→ Task prompt
Reproduce all of the entries below, swapping every "Result" for "Output" and keeping everything else the same. Leave the pictures out of your answer.
== == ==
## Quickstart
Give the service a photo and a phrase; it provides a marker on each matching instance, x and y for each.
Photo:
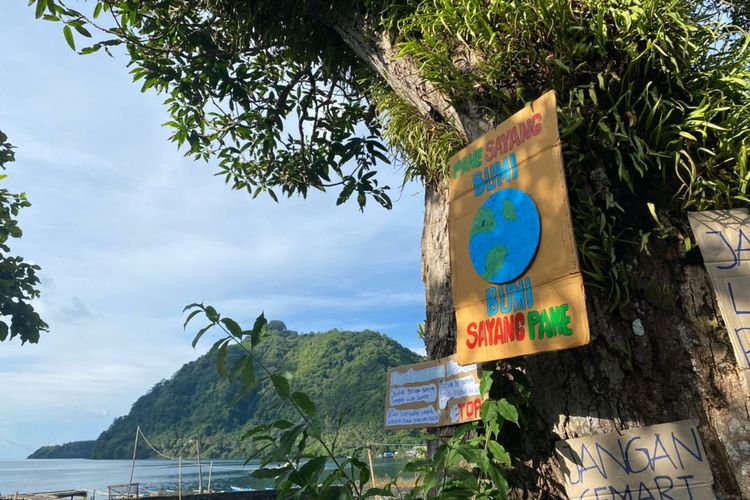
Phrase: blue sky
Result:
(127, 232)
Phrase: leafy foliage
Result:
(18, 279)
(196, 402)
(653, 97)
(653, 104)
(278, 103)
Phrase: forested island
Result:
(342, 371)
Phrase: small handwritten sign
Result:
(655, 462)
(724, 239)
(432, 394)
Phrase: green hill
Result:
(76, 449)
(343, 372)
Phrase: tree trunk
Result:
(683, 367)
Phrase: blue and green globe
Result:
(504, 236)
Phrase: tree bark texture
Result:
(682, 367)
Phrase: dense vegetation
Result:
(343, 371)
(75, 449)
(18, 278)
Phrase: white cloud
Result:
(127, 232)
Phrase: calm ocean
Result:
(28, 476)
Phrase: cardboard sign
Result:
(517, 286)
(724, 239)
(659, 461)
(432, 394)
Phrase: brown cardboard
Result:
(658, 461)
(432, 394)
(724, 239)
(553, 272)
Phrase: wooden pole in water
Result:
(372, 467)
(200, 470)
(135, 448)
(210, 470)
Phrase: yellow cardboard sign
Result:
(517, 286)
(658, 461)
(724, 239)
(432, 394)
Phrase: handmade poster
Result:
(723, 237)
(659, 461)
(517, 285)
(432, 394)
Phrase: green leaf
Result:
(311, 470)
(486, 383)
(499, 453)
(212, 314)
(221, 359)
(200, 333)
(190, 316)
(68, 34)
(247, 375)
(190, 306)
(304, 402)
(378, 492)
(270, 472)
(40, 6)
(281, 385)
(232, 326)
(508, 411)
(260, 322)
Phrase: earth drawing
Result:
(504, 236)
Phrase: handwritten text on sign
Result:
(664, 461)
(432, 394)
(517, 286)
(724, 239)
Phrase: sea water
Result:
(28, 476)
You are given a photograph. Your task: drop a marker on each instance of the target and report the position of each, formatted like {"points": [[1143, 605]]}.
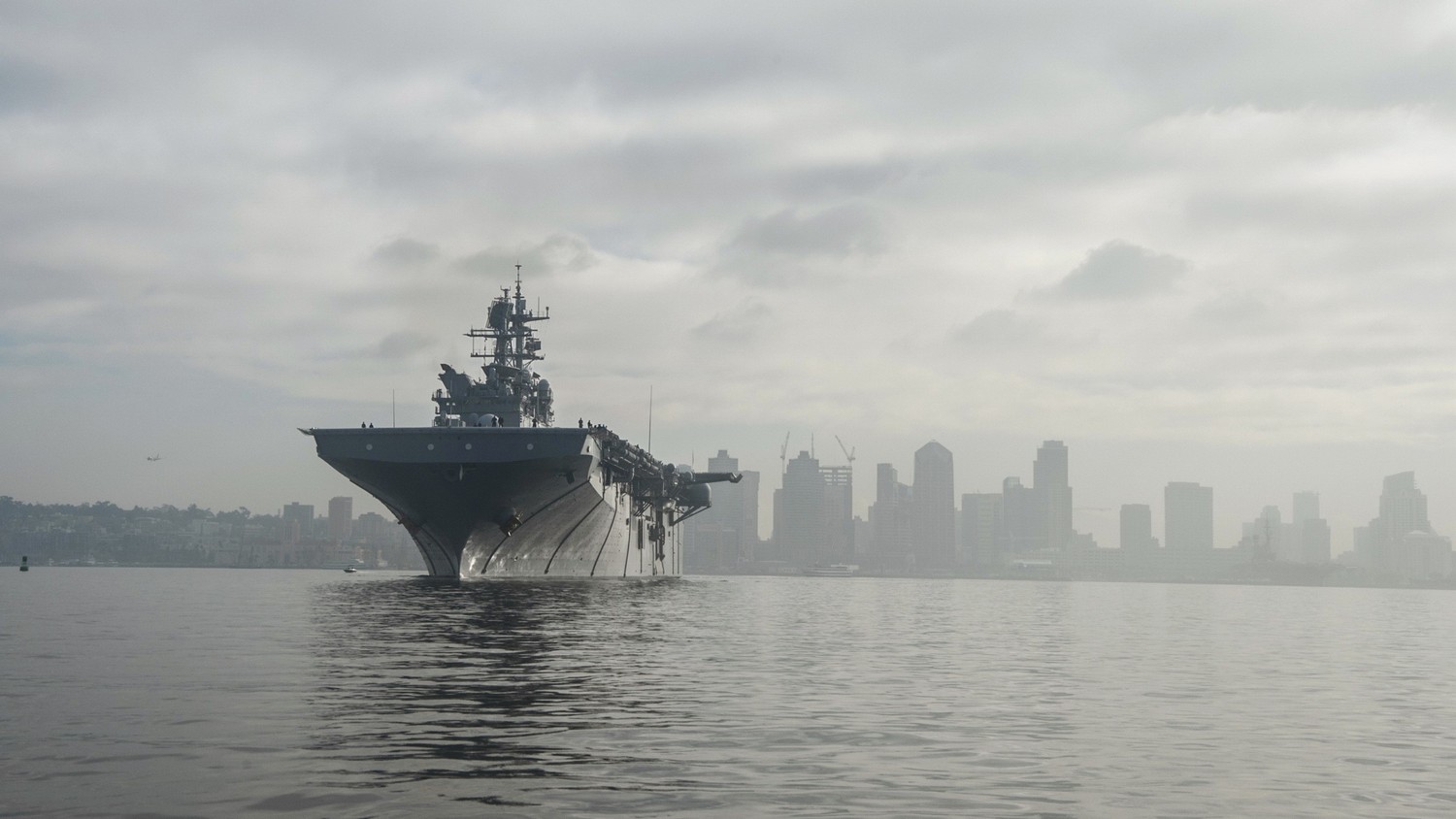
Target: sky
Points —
== == ==
→ Exercise result
## Quickstart
Give the service a photo and a phrase; it provides a marker on each matching instance, x and y for each.
Photo:
Phrase: blue sky
Output:
(127, 232)
Phrase: leafy foliage
Output:
(18, 279)
(196, 402)
(653, 97)
(653, 104)
(278, 103)
Phrase: forested island
Output:
(342, 371)
Phrase: small handwritten sign
Output:
(655, 462)
(724, 239)
(432, 394)
Phrase: green hill
Output:
(76, 449)
(343, 372)
Phrase: tree trunk
Output:
(683, 367)
Phrase: blue and green globe
Output:
(504, 236)
Phrase: tree bark texture
Output:
(682, 367)
Phrase: dense vegetation
Output:
(343, 371)
(75, 449)
(18, 278)
Phrase: white cloud
Output:
(127, 232)
Phrase: calm ocean
Output:
(28, 476)
Phrase: cardboard sign
Output:
(517, 286)
(724, 239)
(659, 461)
(432, 394)
Phrase: brown cardboard
Output:
(658, 461)
(432, 394)
(724, 239)
(553, 272)
Phrase: wooden pole in water
Output:
(372, 467)
(200, 470)
(135, 448)
(210, 470)
Phrase: yellow cardboard sign
Output:
(517, 286)
(658, 461)
(724, 239)
(432, 394)
Phrase: handmade poster
Output:
(723, 237)
(659, 461)
(517, 285)
(432, 394)
Phrase: green leaf
Output:
(311, 470)
(486, 383)
(499, 453)
(212, 314)
(221, 359)
(200, 333)
(190, 316)
(68, 34)
(247, 375)
(190, 306)
(304, 402)
(378, 492)
(270, 472)
(40, 6)
(281, 385)
(232, 326)
(508, 411)
(260, 322)
Phrase: earth drawing
Output:
(504, 236)
Phrase: handwritten text on sign
Output:
(664, 461)
(432, 394)
(517, 286)
(724, 239)
Phrase: sea water
Output:
(28, 476)
You are given a photograph. Your task: drop a marker on each instance of the target and report the position of each, formatted like {"points": [[1143, 605]]}.
Target: sky
Points —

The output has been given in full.